DIRECTIONS FOR THIS TASK:
From the entries below, pull out each line containing the word "fish" and list those lines unchanged, in their original order.

PROVIDED RECORDS:
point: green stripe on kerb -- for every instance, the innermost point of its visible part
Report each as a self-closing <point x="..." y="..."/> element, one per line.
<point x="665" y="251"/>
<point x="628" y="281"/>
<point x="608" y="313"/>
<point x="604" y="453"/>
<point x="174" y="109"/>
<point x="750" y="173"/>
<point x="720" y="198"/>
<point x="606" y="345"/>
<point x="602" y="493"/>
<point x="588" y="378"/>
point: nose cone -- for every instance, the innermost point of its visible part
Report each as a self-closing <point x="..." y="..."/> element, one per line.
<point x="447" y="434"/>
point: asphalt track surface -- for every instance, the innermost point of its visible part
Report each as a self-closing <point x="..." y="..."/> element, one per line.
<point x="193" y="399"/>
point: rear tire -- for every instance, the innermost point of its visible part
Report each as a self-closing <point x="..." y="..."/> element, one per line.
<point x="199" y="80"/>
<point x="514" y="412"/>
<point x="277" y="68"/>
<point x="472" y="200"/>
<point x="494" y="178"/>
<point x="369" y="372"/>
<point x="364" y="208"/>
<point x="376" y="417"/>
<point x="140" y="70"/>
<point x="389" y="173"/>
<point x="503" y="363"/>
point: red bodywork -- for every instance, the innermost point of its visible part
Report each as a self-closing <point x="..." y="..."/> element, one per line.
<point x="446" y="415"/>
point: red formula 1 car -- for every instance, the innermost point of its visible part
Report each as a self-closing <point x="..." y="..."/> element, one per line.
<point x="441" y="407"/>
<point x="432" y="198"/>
==
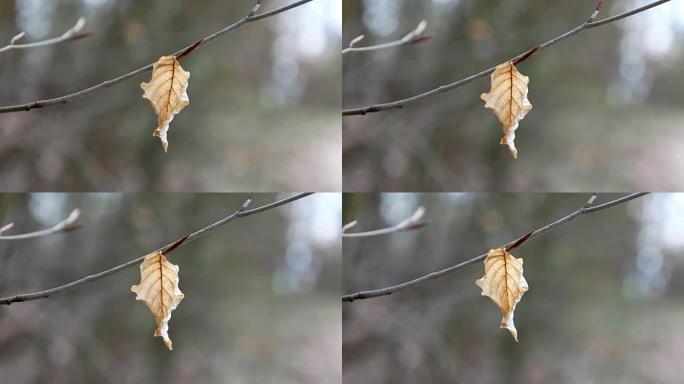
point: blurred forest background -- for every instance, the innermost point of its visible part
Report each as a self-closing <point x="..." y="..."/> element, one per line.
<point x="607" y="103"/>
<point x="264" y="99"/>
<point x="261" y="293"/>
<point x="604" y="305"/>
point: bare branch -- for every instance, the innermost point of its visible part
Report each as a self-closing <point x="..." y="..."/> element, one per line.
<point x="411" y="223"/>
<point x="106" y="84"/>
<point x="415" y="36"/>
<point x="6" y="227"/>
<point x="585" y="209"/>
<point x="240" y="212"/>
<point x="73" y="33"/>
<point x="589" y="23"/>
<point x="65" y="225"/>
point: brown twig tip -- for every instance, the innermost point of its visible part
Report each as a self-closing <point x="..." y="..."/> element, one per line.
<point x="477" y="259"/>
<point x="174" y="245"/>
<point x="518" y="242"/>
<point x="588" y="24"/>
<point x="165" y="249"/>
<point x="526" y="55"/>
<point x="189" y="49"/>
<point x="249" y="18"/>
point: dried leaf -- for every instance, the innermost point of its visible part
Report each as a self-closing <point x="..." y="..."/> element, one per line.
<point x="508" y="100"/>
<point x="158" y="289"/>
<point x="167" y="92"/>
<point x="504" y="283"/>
...
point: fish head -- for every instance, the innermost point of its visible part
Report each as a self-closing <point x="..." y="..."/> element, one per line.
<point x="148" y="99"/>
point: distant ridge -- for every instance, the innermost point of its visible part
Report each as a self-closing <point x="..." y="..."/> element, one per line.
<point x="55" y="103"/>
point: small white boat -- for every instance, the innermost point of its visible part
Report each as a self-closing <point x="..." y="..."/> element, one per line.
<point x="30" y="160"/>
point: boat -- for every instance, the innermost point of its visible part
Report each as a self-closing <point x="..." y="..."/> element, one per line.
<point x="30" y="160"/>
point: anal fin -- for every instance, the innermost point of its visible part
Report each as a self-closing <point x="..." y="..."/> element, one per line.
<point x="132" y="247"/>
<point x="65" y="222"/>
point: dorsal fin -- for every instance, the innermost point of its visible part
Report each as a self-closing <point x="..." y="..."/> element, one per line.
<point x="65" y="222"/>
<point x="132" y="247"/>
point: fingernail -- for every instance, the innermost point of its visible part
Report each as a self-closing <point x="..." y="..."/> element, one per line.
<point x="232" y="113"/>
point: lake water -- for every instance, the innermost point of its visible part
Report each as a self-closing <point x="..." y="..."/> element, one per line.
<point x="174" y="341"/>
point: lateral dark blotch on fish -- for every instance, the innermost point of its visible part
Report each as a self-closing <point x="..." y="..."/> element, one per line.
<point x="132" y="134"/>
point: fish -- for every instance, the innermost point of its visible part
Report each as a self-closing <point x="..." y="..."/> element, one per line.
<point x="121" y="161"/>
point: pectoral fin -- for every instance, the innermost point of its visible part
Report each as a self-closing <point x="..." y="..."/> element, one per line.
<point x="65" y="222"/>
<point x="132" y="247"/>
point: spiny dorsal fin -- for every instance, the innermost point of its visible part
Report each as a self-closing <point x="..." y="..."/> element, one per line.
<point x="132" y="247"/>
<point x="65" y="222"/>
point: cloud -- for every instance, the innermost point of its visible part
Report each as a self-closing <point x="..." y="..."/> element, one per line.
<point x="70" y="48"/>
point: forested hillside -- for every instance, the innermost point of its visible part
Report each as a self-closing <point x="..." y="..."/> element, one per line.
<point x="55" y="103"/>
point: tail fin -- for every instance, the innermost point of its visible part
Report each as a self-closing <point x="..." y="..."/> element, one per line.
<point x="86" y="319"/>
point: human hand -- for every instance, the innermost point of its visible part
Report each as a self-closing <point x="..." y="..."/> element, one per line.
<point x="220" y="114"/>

FINAL ANSWER:
point: fish head -- for every instance, the innermost point of its visible part
point: lateral dark blotch on fish -- for every instance, the innermost point of its visible part
point: fish -- for every instance, the innermost point of its visible part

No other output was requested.